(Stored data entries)
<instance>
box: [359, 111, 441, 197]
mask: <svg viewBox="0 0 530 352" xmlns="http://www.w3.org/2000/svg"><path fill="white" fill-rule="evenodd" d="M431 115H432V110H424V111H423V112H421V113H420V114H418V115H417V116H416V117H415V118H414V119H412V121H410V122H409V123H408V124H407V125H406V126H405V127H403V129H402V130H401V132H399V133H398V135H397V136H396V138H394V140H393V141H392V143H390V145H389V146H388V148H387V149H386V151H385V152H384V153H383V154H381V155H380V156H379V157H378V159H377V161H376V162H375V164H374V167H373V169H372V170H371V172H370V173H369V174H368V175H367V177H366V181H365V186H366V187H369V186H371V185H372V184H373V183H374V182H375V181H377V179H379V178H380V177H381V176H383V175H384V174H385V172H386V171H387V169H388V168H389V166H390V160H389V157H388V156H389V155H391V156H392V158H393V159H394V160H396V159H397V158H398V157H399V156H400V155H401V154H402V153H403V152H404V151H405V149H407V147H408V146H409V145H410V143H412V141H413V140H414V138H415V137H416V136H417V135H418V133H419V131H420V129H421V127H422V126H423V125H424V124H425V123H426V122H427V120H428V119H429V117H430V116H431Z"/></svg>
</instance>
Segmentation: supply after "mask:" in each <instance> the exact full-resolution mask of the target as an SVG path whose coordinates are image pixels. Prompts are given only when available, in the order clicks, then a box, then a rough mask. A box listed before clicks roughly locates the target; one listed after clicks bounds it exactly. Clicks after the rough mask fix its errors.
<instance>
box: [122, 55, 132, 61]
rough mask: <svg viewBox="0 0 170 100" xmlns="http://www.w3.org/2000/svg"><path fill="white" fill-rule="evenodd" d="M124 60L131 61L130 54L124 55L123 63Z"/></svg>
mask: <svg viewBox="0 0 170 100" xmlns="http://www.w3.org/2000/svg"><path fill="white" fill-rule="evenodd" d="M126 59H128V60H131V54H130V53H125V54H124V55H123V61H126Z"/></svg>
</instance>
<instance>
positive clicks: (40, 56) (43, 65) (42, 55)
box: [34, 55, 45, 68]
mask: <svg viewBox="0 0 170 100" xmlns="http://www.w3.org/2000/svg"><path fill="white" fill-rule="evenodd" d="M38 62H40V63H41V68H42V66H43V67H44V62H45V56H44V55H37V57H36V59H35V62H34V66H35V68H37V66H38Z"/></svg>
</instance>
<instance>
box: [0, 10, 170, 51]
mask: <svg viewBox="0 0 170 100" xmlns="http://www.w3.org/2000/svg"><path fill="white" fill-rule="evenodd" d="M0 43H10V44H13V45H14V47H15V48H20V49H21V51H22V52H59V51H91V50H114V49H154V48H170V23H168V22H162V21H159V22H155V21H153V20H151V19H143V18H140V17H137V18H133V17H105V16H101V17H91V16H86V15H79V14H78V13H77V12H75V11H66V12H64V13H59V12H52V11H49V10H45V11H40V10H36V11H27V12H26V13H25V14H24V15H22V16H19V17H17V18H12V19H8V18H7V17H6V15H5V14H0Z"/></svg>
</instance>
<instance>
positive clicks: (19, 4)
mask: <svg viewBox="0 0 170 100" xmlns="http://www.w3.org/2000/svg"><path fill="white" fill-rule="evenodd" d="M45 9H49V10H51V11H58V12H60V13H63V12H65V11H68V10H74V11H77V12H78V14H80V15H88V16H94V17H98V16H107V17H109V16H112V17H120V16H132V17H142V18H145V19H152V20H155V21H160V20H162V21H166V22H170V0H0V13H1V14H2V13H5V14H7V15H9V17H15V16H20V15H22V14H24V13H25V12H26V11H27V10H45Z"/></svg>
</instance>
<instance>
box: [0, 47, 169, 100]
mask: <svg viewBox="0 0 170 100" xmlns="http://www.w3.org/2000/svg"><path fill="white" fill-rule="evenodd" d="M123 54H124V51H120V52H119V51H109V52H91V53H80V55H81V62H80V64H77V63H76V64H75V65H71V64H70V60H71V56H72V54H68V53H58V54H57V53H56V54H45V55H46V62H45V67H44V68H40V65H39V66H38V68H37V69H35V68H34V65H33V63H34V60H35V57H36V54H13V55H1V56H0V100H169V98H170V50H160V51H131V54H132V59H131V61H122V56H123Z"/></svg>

> EXERCISE DETAILS
Reproduce all of the data exactly as given.

> ANSWER BOX
<instance>
box: [359, 111, 441, 197]
mask: <svg viewBox="0 0 530 352" xmlns="http://www.w3.org/2000/svg"><path fill="white" fill-rule="evenodd" d="M431 115H432V110H424V111H423V112H421V113H420V114H418V115H417V116H416V117H415V118H414V119H412V121H410V122H409V123H408V124H407V125H406V126H405V127H403V129H402V130H401V132H399V133H398V135H397V136H396V138H394V140H393V141H392V143H390V145H389V146H388V148H387V149H386V151H385V152H384V153H383V154H381V155H380V156H379V157H378V159H377V161H376V162H375V164H374V167H373V169H372V170H371V172H370V173H369V174H368V175H367V177H366V181H365V186H366V187H369V186H371V185H372V184H373V183H374V182H375V181H377V179H379V178H380V177H381V176H383V175H384V174H385V172H386V171H387V169H388V168H389V166H390V160H389V157H388V156H389V155H391V156H392V158H393V159H394V160H396V159H397V158H398V157H399V156H400V155H401V154H402V153H403V152H404V151H405V149H407V147H408V146H409V145H410V143H412V141H413V140H414V138H415V137H416V136H417V135H418V133H419V131H420V129H421V127H422V126H423V125H424V124H425V123H426V122H427V120H428V119H429V117H430V116H431Z"/></svg>
</instance>
Segmentation: supply after "mask:" in each <instance> the exact full-resolution mask of the target as an SVG path whose coordinates are image pixels. Prompts are given only when available, in the order clicks, then a box, then a rough mask. A box listed before clicks roughly locates the target; one listed after clicks bounds it exactly. Clicks after the rough mask fix its errors.
<instance>
box: [122, 55, 132, 61]
rough mask: <svg viewBox="0 0 170 100" xmlns="http://www.w3.org/2000/svg"><path fill="white" fill-rule="evenodd" d="M124 60L131 61L130 54L124 55L123 63Z"/></svg>
mask: <svg viewBox="0 0 170 100" xmlns="http://www.w3.org/2000/svg"><path fill="white" fill-rule="evenodd" d="M126 59H128V60H131V54H130V53H125V54H124V55H123V61H126Z"/></svg>
</instance>
<instance>
positive clicks: (40, 56) (43, 65) (42, 55)
box: [34, 55, 45, 68]
mask: <svg viewBox="0 0 170 100" xmlns="http://www.w3.org/2000/svg"><path fill="white" fill-rule="evenodd" d="M38 62H40V63H41V68H42V66H43V67H44V62H45V56H44V55H37V57H36V59H35V62H34V66H35V68H37V66H38Z"/></svg>
</instance>
<instance>
box: [0, 10, 170, 51]
mask: <svg viewBox="0 0 170 100" xmlns="http://www.w3.org/2000/svg"><path fill="white" fill-rule="evenodd" d="M0 43H10V44H13V45H14V47H15V48H20V49H21V51H22V52H59V51H91V50H114V49H154V48H170V23H168V22H162V21H159V22H155V21H153V20H151V19H143V18H140V17H137V18H133V17H105V16H101V17H91V16H86V15H79V14H78V13H77V12H75V11H66V12H64V13H59V12H52V11H49V10H45V11H40V10H36V11H27V12H26V13H25V14H24V15H22V16H19V17H17V18H12V19H8V18H7V17H6V15H5V14H0Z"/></svg>
</instance>
<instance>
positive clicks: (19, 4)
mask: <svg viewBox="0 0 170 100" xmlns="http://www.w3.org/2000/svg"><path fill="white" fill-rule="evenodd" d="M45 9H49V10H51V11H58V12H60V13H63V12H65V11H68V10H74V11H77V12H78V14H80V15H88V16H94V17H98V16H107V17H109V16H112V17H120V16H132V17H142V18H145V19H152V20H155V21H160V20H162V21H166V22H170V0H0V13H1V14H2V13H5V14H7V15H9V17H15V16H20V15H22V14H24V13H25V12H26V11H27V10H45Z"/></svg>
</instance>
<instance>
box: [0, 47, 169, 100]
mask: <svg viewBox="0 0 170 100" xmlns="http://www.w3.org/2000/svg"><path fill="white" fill-rule="evenodd" d="M123 54H124V51H120V52H119V51H109V52H91V53H80V55H81V62H80V64H77V63H76V64H75V65H71V64H70V60H71V56H72V54H68V53H58V54H57V53H56V54H45V55H46V62H45V67H44V68H40V65H39V66H38V68H37V69H35V68H34V65H33V63H34V60H35V57H36V54H13V55H1V56H0V100H169V98H170V50H160V51H131V54H132V59H131V61H122V56H123Z"/></svg>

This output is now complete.